■ What you should do
Only lines containing the string "bridge" belong in the answer; copy all of them from the entries.

■ Data for this exercise
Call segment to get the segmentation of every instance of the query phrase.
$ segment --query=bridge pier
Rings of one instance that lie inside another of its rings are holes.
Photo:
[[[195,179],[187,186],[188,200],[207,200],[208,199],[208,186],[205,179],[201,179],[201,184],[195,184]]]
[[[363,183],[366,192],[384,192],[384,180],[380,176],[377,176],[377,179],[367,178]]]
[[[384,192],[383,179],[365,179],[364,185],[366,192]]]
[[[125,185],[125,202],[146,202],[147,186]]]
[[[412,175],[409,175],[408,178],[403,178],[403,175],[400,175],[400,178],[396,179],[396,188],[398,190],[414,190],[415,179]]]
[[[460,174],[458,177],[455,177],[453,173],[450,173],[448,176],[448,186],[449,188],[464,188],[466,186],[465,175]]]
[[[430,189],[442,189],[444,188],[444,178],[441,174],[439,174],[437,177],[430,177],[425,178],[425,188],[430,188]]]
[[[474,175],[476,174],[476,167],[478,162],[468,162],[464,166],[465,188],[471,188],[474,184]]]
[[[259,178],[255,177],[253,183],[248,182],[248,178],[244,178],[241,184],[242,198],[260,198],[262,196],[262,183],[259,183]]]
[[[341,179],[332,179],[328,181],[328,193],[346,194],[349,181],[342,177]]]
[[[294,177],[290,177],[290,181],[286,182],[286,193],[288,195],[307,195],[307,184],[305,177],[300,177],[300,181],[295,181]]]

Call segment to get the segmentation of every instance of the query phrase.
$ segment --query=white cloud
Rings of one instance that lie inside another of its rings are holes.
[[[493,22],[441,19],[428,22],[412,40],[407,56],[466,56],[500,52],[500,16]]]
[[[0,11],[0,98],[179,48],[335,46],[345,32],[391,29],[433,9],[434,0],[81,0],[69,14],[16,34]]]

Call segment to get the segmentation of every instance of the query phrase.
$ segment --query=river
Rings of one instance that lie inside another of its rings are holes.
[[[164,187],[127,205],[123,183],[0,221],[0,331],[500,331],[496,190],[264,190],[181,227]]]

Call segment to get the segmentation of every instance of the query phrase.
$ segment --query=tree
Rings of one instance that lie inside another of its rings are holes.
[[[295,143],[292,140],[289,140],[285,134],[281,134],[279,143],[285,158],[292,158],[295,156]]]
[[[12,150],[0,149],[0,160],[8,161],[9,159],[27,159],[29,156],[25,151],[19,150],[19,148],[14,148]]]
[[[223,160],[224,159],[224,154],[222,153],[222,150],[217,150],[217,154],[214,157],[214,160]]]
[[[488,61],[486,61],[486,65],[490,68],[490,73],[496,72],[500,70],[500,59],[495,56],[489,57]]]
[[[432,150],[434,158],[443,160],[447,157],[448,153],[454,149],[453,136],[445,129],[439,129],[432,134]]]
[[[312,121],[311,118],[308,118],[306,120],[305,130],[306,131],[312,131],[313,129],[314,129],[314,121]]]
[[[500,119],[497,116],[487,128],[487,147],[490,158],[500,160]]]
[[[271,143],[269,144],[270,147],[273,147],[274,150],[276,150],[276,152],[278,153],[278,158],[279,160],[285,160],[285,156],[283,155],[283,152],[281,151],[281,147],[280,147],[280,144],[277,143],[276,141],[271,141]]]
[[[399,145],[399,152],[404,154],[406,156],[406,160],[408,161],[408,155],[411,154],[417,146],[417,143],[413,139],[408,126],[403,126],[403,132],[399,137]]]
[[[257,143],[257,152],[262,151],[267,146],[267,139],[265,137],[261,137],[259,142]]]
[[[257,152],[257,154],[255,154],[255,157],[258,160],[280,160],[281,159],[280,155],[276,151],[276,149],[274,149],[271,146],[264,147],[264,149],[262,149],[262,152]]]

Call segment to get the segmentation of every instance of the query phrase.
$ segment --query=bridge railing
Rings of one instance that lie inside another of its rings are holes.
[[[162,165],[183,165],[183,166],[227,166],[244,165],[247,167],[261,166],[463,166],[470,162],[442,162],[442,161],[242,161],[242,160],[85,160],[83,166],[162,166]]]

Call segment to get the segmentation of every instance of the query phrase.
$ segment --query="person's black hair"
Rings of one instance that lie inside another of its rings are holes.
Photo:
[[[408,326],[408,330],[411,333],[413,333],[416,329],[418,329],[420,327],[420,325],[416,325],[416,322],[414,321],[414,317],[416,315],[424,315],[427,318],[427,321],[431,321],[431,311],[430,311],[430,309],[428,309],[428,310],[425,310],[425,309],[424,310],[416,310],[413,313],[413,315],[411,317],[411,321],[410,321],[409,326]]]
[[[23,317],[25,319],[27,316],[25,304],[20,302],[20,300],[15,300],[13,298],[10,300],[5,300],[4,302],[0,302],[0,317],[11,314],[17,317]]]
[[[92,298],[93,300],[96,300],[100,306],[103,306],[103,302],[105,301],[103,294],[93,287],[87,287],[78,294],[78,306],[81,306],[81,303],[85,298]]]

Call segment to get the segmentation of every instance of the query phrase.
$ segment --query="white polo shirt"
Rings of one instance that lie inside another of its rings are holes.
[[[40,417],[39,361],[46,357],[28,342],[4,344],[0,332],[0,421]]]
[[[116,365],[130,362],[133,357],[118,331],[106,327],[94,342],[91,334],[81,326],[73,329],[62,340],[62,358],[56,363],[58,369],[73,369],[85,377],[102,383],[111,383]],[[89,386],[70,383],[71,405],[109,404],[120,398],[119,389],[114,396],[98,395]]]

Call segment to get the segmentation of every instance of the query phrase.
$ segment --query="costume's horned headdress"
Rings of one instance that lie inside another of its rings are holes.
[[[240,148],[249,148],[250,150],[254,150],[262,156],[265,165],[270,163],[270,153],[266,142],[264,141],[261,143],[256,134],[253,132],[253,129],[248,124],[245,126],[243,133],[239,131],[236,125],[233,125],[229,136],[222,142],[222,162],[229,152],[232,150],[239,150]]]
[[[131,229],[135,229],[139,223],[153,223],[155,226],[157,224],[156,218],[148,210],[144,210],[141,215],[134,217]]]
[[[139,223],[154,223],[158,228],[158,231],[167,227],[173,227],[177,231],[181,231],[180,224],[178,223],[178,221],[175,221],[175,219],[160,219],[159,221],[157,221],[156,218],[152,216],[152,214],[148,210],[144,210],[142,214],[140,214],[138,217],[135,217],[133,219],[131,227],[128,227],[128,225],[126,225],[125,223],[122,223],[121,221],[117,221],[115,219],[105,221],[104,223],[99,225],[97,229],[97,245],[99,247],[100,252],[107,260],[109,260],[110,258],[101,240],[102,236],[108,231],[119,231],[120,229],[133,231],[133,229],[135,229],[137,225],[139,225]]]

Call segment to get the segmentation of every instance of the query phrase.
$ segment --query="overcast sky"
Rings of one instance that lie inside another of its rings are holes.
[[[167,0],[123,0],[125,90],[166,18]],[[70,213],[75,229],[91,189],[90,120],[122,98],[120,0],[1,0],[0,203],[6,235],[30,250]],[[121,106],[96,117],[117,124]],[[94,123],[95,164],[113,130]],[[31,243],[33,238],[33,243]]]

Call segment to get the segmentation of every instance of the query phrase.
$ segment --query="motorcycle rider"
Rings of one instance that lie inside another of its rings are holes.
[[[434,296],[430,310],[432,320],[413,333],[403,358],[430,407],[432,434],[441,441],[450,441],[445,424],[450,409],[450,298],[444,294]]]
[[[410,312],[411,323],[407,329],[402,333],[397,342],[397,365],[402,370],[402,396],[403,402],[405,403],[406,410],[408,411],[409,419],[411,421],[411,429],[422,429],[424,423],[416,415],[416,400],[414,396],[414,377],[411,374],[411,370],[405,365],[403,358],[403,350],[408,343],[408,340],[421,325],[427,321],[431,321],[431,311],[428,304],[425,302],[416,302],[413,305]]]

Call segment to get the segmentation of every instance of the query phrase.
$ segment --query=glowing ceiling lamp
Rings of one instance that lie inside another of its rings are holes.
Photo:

■ Solved exercise
$ segment --query=bridge pier
$ segment --query=bridge railing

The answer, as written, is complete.